Supplied text –
Final Project (R programming)
Final Project
Use any techniques (correlation, regression, machine learning, deep learning, etc.) to answer the following two questions:
· What factors significantly impact the amount of wines (AmountWines)?
· Due date: Monday 12/13/2021 11:59pm CT
· Data: Canvas-assignment-Final Project
· Submit your codes via Canvas-assignment-Final Project
· Submission format: r.script and Single Excel summary output
You must follow below steps. Otherwise, your code won’t work on my machine
· Manually set your working directory (from toolbar – Session), DO NOT hardcode the file path.
· Only use the following code to read data from your local drive
data_independent <- read.csv(file = 'data - for student - independent variables.csv')
data_dependent <- read.csv(file = 'data - for student - dependent variable.csv')
y <- data_dependent$AmountWines
· Enter your name, such as:
first_name<-'Yan'
last_name<-'Lang'
· Assign “new_data”, lower-case, to represent all independent variables you decided to use
· Assign “model”, to represent your model’s name
· Assign “preds”, lower-case, to represent your y-predictions based on the results of your model. If your data has 1500 rows, then you should see 1500 rows of predictions.
· write below code after calculating your predictions
rmse<- sqrt(mean((y - preds)^2))
· Combine, “first_name”, “last_name”, and “rmse” as one single csv output file, name the csv file as: finaloutput
· At the end of your scripts, write the following code (this is for TA, when testing your code, don’t run those lines.)
source("predictdata.R")
· What are your business suggestions/recommendations to the CEO?
· Due date: Monday 12/13/2021 11:59pm CT
· Submit your file via Canvas-assignment-Final Project
· Submission format: Single Word file
· Data visualization
· Executive summary reports
· etc.

Information shown –
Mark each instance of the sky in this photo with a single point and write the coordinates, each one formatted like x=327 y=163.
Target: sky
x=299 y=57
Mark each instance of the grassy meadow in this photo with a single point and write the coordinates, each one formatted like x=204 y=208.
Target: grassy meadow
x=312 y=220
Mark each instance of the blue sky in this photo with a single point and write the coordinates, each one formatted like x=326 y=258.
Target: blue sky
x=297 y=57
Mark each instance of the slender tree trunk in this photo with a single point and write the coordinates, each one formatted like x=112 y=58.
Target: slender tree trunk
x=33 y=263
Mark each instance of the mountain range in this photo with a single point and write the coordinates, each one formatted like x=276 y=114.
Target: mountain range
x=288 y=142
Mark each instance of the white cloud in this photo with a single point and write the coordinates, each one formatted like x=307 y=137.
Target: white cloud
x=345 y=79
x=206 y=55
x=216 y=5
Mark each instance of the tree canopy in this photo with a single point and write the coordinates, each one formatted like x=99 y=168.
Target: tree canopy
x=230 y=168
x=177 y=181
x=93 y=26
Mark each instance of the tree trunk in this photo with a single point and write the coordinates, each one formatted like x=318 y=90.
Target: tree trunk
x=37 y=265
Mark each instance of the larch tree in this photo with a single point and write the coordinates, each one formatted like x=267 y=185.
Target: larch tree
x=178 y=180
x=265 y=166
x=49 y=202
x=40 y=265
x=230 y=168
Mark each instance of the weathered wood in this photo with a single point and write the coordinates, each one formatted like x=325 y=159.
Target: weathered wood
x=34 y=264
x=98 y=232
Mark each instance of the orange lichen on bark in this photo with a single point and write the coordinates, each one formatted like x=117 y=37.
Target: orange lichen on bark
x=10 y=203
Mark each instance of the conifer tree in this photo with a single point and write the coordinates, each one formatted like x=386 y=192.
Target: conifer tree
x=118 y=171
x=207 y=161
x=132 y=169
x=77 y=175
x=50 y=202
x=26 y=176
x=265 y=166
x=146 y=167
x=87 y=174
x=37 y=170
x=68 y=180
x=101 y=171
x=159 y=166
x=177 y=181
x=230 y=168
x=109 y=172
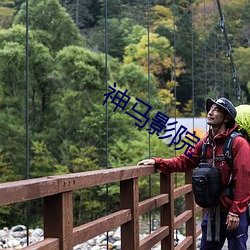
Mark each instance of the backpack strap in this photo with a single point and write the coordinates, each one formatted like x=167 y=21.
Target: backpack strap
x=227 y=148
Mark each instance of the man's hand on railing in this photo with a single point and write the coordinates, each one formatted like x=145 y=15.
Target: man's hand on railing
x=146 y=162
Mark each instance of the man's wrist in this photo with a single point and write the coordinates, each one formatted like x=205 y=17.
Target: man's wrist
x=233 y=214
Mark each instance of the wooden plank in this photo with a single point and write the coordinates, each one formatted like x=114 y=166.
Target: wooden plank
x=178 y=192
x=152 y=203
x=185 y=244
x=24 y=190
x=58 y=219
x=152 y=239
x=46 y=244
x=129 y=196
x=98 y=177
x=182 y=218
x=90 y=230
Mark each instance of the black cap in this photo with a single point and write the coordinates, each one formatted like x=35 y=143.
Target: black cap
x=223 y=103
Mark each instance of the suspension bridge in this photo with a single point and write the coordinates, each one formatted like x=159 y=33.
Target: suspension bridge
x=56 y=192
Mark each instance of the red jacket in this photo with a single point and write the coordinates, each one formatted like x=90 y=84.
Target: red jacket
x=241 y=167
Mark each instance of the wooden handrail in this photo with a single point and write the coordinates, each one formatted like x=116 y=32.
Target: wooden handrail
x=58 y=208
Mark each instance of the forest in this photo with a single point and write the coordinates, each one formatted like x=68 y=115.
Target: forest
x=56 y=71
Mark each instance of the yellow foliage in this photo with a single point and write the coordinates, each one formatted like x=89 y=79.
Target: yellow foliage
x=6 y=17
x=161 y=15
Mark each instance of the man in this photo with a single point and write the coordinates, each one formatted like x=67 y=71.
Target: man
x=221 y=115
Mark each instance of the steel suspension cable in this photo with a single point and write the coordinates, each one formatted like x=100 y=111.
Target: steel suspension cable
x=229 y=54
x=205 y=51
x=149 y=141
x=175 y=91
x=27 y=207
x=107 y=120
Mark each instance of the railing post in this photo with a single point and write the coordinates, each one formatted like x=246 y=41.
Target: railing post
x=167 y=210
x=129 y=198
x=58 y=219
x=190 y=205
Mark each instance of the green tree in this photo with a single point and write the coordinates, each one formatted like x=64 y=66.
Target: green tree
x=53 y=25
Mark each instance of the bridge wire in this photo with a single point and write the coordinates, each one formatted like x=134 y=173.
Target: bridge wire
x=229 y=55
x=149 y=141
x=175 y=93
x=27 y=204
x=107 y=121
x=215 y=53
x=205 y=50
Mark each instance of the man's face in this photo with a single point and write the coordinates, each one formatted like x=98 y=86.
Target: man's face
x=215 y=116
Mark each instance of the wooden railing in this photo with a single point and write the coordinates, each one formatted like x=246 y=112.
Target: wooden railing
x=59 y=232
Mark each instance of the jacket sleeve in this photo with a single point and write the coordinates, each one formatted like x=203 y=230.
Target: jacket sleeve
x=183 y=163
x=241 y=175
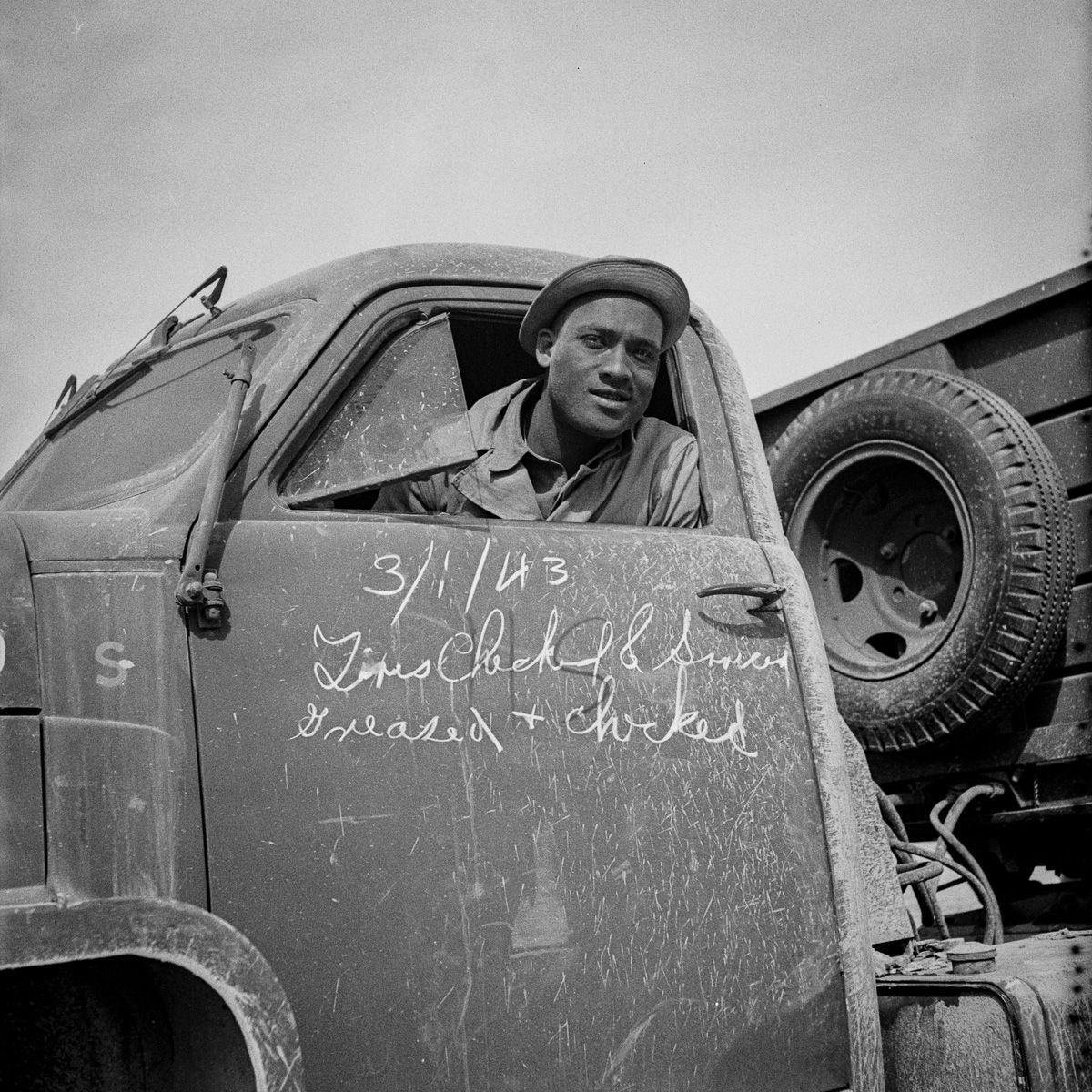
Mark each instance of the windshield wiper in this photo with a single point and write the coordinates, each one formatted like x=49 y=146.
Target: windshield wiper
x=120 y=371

Set tasks –
a) Extract the final project instructions in full, word for word.
b) In the rows starting with the line that contains "Mark each instance of the red" and going on through the line that contains "x=107 y=120", rename "handrail" to "banister". Return only those lines, with everything else unchanged.
The final project instructions and the rows come from separate sources.

List of solutions –
a)
Final Project (R programming)
Final Project
Use any techniques (correlation, regression, machine learning, deep learning, etc.) to answer the following two questions:
· What factors significantly impact the amount of wines (AmountWines)?
· Due date: Monday 12/13/2021 11:59pm CT
· Data: Canvas-assignment-Final Project
· Submit your codes via Canvas-assignment-Final Project
· Submission format: r.script and Single Excel summary output
You must follow below steps. Otherwise, your code won’t work on my machine
· Manually set your working directory (from toolbar – Session), DO NOT hardcode the file path.
· Only use the following code to read data from your local drive
data_independent <- read.csv(file = 'data - for student - independent variables.csv')
data_dependent <- read.csv(file = 'data - for student - dependent variable.csv')
y <- data_dependent$AmountWines
· Enter your name, such as:
first_name<-'Yan'
last_name<-'Lang'
· Assign “new_data”, lower-case, to represent all independent variables you decided to use
· Assign “model”, to represent your model’s name
· Assign “preds”, lower-case, to represent your y-predictions based on the results of your model. If your data has 1500 rows, then you should see 1500 rows of predictions.
· write below code after calculating your predictions
rmse<- sqrt(mean((y - preds)^2))
· Combine, “first_name”, “last_name”, and “rmse” as one single csv output file, name the csv file as: finaloutput
· At the end of your scripts, write the following code (this is for TA, when testing your code, don’t run those lines.)
source("predictdata.R")
· What are your business suggestions/recommendations to the CEO?
· Due date: Monday 12/13/2021 11:59pm CT
· Submit your file via Canvas-assignment-Final Project
· Submission format: Single Word file
· Data visualization
· Executive summary reports
· etc.

b)
Mark each instance of the red jacket in this photo with a single point and write the coordinates, each one formatted like x=90 y=84.
Target: red jacket
x=241 y=167
Mark each instance of the wooden banister in this photo with a single point and write the coordinates, each one formatted like x=116 y=32.
Target: wooden banister
x=58 y=208
Mark each instance of the forest in this photo with a single point and write the coordinates, each one formatted like x=68 y=115.
Target: forest
x=56 y=71
Mark each instance of the yellow foliage in this photo with a single point and write the coordinates, each one formatted like x=89 y=79.
Target: yellow foliage
x=6 y=17
x=161 y=15
Mark each instance of the man in this photo with a single point and write the coordinates, each one formatted like x=67 y=71.
Target: man
x=221 y=115
Mark each instance of the steel suspension cable in this photo with a single point and write the coordinates, each one formatted like x=100 y=111.
Target: steel suspension cable
x=229 y=54
x=205 y=51
x=149 y=141
x=175 y=91
x=27 y=207
x=107 y=120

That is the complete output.